• WHAT YOU SHOULD DO: Can you copy the records below, replacing "Objective" with "Goal" throughout and leaving everything else unchanged?

----- PROVIDED INFORMATION

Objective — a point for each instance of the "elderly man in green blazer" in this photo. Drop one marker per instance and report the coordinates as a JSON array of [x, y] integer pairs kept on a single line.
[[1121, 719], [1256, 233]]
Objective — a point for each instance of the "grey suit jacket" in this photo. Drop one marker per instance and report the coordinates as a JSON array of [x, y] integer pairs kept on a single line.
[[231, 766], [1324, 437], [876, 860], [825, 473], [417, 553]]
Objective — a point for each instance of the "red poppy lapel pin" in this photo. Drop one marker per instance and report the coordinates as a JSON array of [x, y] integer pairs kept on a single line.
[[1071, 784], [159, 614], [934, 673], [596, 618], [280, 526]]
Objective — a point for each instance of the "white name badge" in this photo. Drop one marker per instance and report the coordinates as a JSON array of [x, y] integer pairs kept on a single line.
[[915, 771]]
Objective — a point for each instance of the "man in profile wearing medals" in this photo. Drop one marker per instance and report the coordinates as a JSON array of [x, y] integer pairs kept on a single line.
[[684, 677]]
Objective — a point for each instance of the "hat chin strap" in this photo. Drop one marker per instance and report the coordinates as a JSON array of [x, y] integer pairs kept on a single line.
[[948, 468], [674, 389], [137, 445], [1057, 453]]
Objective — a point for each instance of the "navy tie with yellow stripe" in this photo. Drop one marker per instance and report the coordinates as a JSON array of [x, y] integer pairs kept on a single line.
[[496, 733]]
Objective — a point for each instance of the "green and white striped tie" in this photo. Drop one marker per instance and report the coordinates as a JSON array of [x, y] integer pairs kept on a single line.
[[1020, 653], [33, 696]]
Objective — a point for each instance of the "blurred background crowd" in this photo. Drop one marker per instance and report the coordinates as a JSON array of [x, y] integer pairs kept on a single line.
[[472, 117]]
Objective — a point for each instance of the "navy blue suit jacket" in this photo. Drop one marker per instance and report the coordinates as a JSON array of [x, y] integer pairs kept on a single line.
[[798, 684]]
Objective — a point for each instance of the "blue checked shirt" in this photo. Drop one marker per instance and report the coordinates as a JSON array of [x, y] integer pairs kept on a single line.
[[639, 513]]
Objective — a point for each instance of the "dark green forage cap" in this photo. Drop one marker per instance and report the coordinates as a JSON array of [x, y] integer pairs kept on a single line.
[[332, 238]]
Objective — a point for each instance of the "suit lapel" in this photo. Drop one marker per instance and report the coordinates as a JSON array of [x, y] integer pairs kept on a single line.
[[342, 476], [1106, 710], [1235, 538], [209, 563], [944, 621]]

----------

• RESULT OF THE TASK:
Goal — a point for each instance of the "elderly man in green blazer" in this photo. Drop one marker per instance and report the coordinates as a JSON array of [x, y] integer pairs kept on a single line.
[[1121, 719], [1256, 233]]
Goal — a point for each instance of the "grey suit jacket" in this photo. Drop one marker per instance and report the coordinates as a JSON array of [x, y] integer pairs kept on a single line.
[[231, 766], [1324, 437], [876, 860], [825, 473], [417, 553]]
Goal — a point for each instance of the "red poppy lapel pin" in this photo. Drop one marker per instance and report the coordinates as a JSON array of [x, y] integer pairs kept on a single line.
[[1071, 784], [159, 614], [934, 673], [596, 618], [280, 526]]
Goal — a point for each instance of the "white name badge" in this photo. Drop one marker per instance and report the coordinates as a JSON array of [x, y] integer pairs kept on a single line.
[[915, 771]]
Goal — a point for each instance of the "man in profile wearing medals" in this photo. Drop one marker per instance and report the coordinates as a JSON array of [x, y] integer pairs kept on a single line.
[[684, 677]]
Goal — a point for each instance of the "hat chin strap" in this photo. Drop one marker per instance and report the coordinates as a JSON array of [x, y] integer pairs kept on a single line.
[[948, 468], [674, 389], [137, 445], [1057, 453]]
Goal — a point for each instance of the "navy tie with yellow stripe" in this photo. Drop one marker per instance and report the coordinates as a JSON array of [x, y] integer pairs kept on a single line.
[[496, 733]]
Goal — a point for each instance of the "green and white striped tie" in this photo. Drop one marker per instance and report the coordinates as a JSON array of [x, y] integer pairs kept on a single line.
[[1020, 653], [33, 696]]
Goal — a point for each instance of the "blurred background crowd" in this photo. Drop one marker per instance and report the coordinates as a JSON array of [x, y] integer pairs kept on a single line.
[[472, 117]]
Goal — a point for each instance of the "navy blue suit jacket" in this photo. Drop one marker per instance and report the coordinates as a JSON array of [x, y] integer pairs kept on a single line.
[[798, 684]]
Goal — a point for each instance of the "blue checked shirt" in this photo. Drop one marker per instance and report the coordinates as a JSON array of [x, y] integer pairs kept on a single line.
[[639, 513]]
Goal — a point for each instance of the "dark green forage cap" in this photo. Drop one marker per instance and report the coordinates as a JSON array of [x, y] integer pairs kept on a single line.
[[332, 238]]
Goal — a point for each instance of the "suit lapel" in this photo. Drop one marker per instance and report the coordinates as a JSON array of [x, y] integer pairs kept on a single line.
[[342, 476], [1106, 710], [1235, 538], [209, 563], [944, 621]]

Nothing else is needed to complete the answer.